■ **What needs to be done**
Present the data once more in exactly its original form.

■ **Data for processing**
◇ ◇ ◇ ◇ ◇ ◇ ◇

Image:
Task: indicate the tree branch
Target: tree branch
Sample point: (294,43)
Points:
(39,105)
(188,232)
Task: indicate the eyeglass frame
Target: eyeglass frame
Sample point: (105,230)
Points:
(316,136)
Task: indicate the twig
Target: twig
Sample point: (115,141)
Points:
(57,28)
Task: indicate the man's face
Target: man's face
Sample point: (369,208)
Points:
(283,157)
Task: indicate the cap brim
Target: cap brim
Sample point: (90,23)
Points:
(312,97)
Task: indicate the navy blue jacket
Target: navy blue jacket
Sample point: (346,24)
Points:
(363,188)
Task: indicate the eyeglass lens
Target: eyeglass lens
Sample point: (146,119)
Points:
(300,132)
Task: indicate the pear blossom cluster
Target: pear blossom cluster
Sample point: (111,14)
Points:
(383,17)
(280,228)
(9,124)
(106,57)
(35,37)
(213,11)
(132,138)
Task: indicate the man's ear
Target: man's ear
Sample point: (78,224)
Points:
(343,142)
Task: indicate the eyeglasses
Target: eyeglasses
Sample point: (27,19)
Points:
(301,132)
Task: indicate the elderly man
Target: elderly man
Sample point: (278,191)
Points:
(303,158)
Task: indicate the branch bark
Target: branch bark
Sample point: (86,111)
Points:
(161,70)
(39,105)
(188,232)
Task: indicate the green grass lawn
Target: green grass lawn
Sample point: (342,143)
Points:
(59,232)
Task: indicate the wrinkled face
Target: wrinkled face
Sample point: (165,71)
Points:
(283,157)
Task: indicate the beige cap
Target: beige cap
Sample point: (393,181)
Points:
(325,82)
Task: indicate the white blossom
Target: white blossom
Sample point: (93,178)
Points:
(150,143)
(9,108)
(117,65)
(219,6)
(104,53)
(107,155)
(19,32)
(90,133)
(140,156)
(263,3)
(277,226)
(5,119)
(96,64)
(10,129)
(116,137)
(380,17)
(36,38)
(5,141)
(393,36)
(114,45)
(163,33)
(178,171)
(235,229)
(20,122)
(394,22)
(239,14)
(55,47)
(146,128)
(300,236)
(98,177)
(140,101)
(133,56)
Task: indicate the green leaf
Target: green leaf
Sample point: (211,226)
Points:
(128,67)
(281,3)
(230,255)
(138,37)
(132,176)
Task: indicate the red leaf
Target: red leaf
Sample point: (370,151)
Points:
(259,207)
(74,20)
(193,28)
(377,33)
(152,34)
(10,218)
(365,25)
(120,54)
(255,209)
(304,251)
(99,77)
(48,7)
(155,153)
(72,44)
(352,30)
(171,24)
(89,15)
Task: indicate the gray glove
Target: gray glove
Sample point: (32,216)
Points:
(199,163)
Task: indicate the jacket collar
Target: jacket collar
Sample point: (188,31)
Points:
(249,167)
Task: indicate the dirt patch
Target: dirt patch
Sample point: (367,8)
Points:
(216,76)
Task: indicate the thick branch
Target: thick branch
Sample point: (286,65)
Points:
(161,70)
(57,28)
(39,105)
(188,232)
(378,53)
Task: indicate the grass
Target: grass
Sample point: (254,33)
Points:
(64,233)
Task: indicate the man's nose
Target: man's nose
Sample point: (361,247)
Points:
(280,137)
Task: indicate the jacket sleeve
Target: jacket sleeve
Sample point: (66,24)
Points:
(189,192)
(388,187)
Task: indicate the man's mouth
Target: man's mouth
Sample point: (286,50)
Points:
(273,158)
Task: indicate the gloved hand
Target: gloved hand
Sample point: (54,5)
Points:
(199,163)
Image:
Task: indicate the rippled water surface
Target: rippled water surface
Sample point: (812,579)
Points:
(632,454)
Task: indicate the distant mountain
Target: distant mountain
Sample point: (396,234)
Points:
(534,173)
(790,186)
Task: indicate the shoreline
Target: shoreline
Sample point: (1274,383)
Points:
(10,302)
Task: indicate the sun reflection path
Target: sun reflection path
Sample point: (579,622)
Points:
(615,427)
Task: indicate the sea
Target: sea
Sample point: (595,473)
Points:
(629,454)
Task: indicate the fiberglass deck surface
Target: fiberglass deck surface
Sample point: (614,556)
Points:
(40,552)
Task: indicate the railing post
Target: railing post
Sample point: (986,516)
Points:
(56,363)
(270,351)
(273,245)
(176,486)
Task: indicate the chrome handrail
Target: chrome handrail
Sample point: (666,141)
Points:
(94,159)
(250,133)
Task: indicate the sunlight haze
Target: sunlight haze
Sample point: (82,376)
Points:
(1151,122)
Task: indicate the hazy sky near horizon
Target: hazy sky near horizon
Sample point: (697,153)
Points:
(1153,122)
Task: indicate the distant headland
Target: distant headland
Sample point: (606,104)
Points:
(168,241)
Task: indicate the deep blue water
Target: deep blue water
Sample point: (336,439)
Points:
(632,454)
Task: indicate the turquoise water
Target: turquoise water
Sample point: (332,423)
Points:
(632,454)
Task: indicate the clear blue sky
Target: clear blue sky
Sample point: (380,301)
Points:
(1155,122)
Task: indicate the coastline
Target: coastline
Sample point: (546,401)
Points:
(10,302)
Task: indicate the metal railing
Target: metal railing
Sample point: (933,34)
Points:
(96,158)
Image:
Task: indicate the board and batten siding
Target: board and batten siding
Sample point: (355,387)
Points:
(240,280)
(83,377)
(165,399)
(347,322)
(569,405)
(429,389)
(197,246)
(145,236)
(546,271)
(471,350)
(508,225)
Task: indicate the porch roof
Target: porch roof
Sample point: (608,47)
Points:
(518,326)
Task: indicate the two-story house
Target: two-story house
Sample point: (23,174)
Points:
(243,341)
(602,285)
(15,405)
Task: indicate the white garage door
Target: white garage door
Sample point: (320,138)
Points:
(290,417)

◇ ◇ ◇ ◇ ◇ ◇ ◇

■ **Result**
Image:
Task: indicate the tree branch
Target: tree branch
Sample point: (294,43)
Points:
(39,105)
(188,232)
Task: indicate the eyeglass frame
Target: eyeglass frame
Sample point: (105,230)
Points:
(316,136)
Task: indicate the twig
Target: twig
Sample point: (115,141)
Points:
(57,28)
Task: indicate the man's face
Target: man's face
Sample point: (369,208)
Points:
(283,157)
Task: indicate the cap brim
Target: cap brim
Sample point: (90,23)
Points:
(312,97)
Task: indicate the navy blue jacket
Target: navy blue jacket
Sample point: (346,24)
Points:
(363,188)
Task: indicate the eyeglass lens
Target: eyeglass lens
Sample point: (146,119)
Points:
(300,132)
Task: indicate the pear blossom cluster
Target: pear blossom cluster
Sample point: (111,14)
Points:
(383,17)
(280,228)
(9,124)
(106,57)
(35,37)
(213,11)
(132,138)
Task: indicate the man's ear
Target: man's ear
Sample point: (78,224)
Points:
(343,142)
Task: indicate the eyeglasses
Target: eyeglasses
Sample point: (27,19)
Points:
(301,132)
Task: indicate the elderly man
Target: elderly man
Sample point: (278,191)
Points:
(303,158)
Task: indicate the branch bark
Target: branch bark
Sample point: (86,111)
Points:
(161,70)
(39,105)
(188,232)
Task: indicate the green grass lawn
Target: green grass lawn
Sample point: (342,143)
Points:
(59,232)
Task: indicate the wrinkled face
Target: wrinkled face
Sample point: (165,71)
Points:
(283,157)
Task: indicate the beige cap
Target: beige cap
Sample point: (393,181)
Points:
(325,82)
Task: indicate the white blossom
Target: white blossom
Sample point: (93,178)
Points:
(150,143)
(9,108)
(117,65)
(219,6)
(104,53)
(107,155)
(19,32)
(90,133)
(140,156)
(263,3)
(277,226)
(5,119)
(96,64)
(10,129)
(116,137)
(380,17)
(36,38)
(5,141)
(393,36)
(114,45)
(163,33)
(178,171)
(235,229)
(20,122)
(394,22)
(239,14)
(55,47)
(146,128)
(300,236)
(98,177)
(140,101)
(133,56)
Task: indicate the green leaf
Target: green leaf
Sample point: (211,226)
Points:
(128,67)
(281,3)
(230,255)
(138,37)
(132,176)
Task: indicate the red leaf
Target: red leaf
Sample point: (370,151)
Points:
(259,207)
(74,20)
(193,28)
(377,33)
(152,34)
(10,218)
(365,25)
(120,54)
(255,209)
(304,251)
(99,77)
(48,7)
(155,153)
(72,44)
(352,30)
(171,24)
(89,15)
Task: indicate the gray glove
Target: gray glove
Sample point: (32,216)
Points:
(199,163)
Task: indicate the jacket collar
Target: jacket collar
Sample point: (188,31)
Points:
(249,167)
Task: indicate the dirt patch
Target: dirt patch
Sample point: (367,8)
Points:
(216,76)
Task: indicate the thick branch
Target: thick branch
Sample point: (286,65)
Points:
(161,70)
(57,28)
(39,105)
(188,232)
(378,53)
Task: indicate the grass
Target: grass
Sample point: (254,33)
Points:
(64,233)
Task: indicate the man's nose
Target: man's nose
Sample point: (361,247)
Points:
(280,137)
Task: indicate the jacket sleeve
Target: jacket sleeve
Sample point: (66,24)
Points:
(189,192)
(388,187)
Task: indicate the man's mouth
Target: man's mouth
Sample point: (286,50)
Points:
(273,158)
Task: indicate the gloved hand
Target: gloved hand
Sample point: (54,5)
Points:
(199,163)
Image:
Task: indicate the rippled water surface
Target: rippled water surface
Sample point: (812,579)
Points:
(632,454)
Task: indicate the distant mountain
Target: distant mountain
Sample point: (396,234)
Points:
(534,173)
(790,186)
Task: indicate the shoreline
Target: shoreline
Sample point: (1274,383)
Points:
(10,302)
Task: indicate the sun reflection path
Target: sun reflection path
Sample point: (579,622)
Points:
(615,427)
Task: indicate the sea
Target: sea
Sample point: (595,473)
Points:
(629,454)
Task: indicate the fiberglass deck surface
Target: fiberglass deck surface
Sample point: (614,556)
Points:
(40,552)
Task: indicate the railing post
Target: railing post
Sample point: (986,516)
Points:
(56,363)
(270,351)
(273,245)
(176,486)
Task: indicate the chrome handrail
Target: chrome handrail
Sample point: (666,141)
Points:
(94,159)
(250,133)
Task: indicate the sunlight haze
Target: sunlight haze
Sample point: (82,376)
Points:
(1151,122)
Task: indicate the hazy sky near horizon
Target: hazy sky near horizon
Sample point: (697,153)
Points:
(1153,122)
Task: indicate the distant headland
Target: distant headland
Sample point: (606,104)
Points:
(168,241)
Task: indicate the deep blue water
Target: deep blue water
Sample point: (336,439)
Points:
(632,454)
Task: indicate the turquoise water
Target: turquoise water
Sample point: (332,423)
Points:
(632,454)
Task: indicate the clear blue sky
Target: clear blue sky
Sample point: (380,301)
Points:
(1155,122)
Task: indicate the coastline
Target: coastline
Sample point: (546,401)
Points:
(10,302)
Task: indicate the metal railing
Target: metal railing
Sample point: (933,34)
Points:
(96,158)
Image:
Task: indicate the board and batten siding
Target: board and batten siding
Sample point: (355,387)
Points:
(240,280)
(83,377)
(165,399)
(347,322)
(569,405)
(429,389)
(197,246)
(145,236)
(546,271)
(471,350)
(508,225)
Task: indicate the porch roof
Target: porch roof
Sample point: (608,47)
Points:
(518,326)
Task: indicate the two-story house
Target: two-story house
Sample point: (23,174)
Points:
(243,341)
(602,285)
(15,405)
Task: indicate the white garage door
Target: white garage door
Sample point: (320,138)
Points:
(290,417)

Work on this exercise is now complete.